**Things to do**
- a) Retype the passage of the debate extract, starting at "From 12 December" and ending at "banking and lines of credit.".
- b) List every party that the debate extract names as sharing responsibility for denying illegal migrants the means to establish themselves unlawfully.

Motion to Consider
That the Grand Committee do consider the Immigration Act 2014 (Bank Accounts) Regulations 2014.
Relevant documents: 8th Report from the Joint Committee on Statutory Instruments
My Lords, the Government recognise and welcome the benefits that migrants bring to our country. However, they also recognise the need to deter people from attempting to enter the country unlawfully and to ensure that those who are here illegally are encouraged to leave. As part of the Government’s reform of the immigration system in the Immigration Act 2014, action is being taken on illegal migrants’ access to services. Effective immigration controls require responsibility to be shared—between government, local public service providers, employers, landlords and other private service providers—for denying illegal migrants the means to establish themselves here unlawfully. That is why the Government are bringing forward this legislation to prevent known illegal migrants accessing banking products and services in the UK.
From 12 December 2014, banks and building societies will be prohibited from opening current accounts for illegal migrants unless they have first checked the applicant’s immigration status with a specified anti-fraud organisation or a specified data-matching organisation. Where this check identifies that the applicant is a “disqualified person”—that is, an illegal migrant that the Home Secretary considers should be denied access to a current account—the bank or building society must refuse to open the account. These measures will make it more difficult for illegal migrants to establish a viable life in the UK by closing the gateway to transactional banking and lines of credit.
The two orders we are considering today specify which current accounts will be within scope of the prohibition. The regulations will enable the Financial Conduct Authority to make arrangements for monitoring and enforcing compliance with the prohibition imposed on banks and building societies. Before discussing the detail of the instruments themselves, I will first remind the Committee of the Government’s intentions for the banking provisions within the Immigration Act.
The legislation is designed to prohibit banks and building societies from opening current accounts for those who are present in the UK and who require leave to remain in the UK, but who do not have it. The prohibition will apply only to illegal migrants whose details have been notified by the Home Office to an anti-fraud or data-sharing organisation. The Home Office has already specified that this will be CIFAS—the Credit Industry Fraud Avoidance Service. The Home Office will notify CIFAS of illegal migrants who have exhausted the immigration process and are liable to removal from the UK. This will not include people who have an outstanding application or appeal. The prohibition does not require banks and building societies to check immigration or identity documents presented by the customer. Instead, they will be able to undertake electronic checks against the data provided by CIFAS.
The decision to limit the scope of this measure to current accounts provided by banks and building societies ensures that the measure is proportionate. This will ensure that smaller deposit-taking institutions, such as credit unions, are not impacted by these measures. We have also decided that the prohibition should apply only to current accounts, as they serve not only as a product for day-to-day transactional banking but also as gateways to further financial services and lines of credit.

**Collected data**

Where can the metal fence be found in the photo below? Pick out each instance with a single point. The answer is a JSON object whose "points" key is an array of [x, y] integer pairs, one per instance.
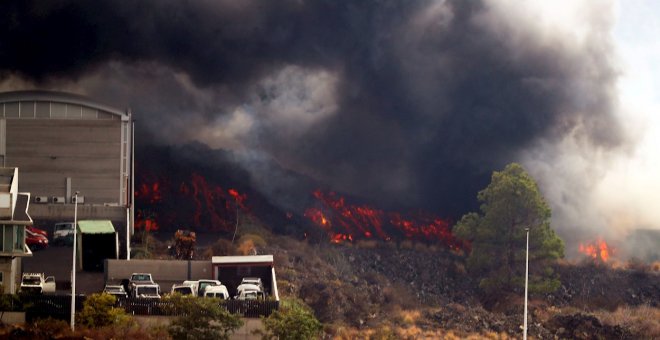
{"points": [[246, 308], [59, 306]]}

**Task answers**
- a)
From 12 December 2014, banks and building societies will be prohibited from opening current accounts for illegal migrants unless they have first checked the applicant’s immigration status with a specified anti-fraud organisation or a specified data-matching organisation. Where this check identifies that the applicant is a “disqualified person”—that is, an illegal migrant that the Home Secretary considers should be denied access to a current account—the bank or building society must refuse to open the account. These measures will make it more difficult for illegal migrants to establish a viable life in the UK by closing the gateway to transactional banking and lines of credit.

- b)
- Government
- Local public service providers
- Employers
- Landlords
- Other private service providers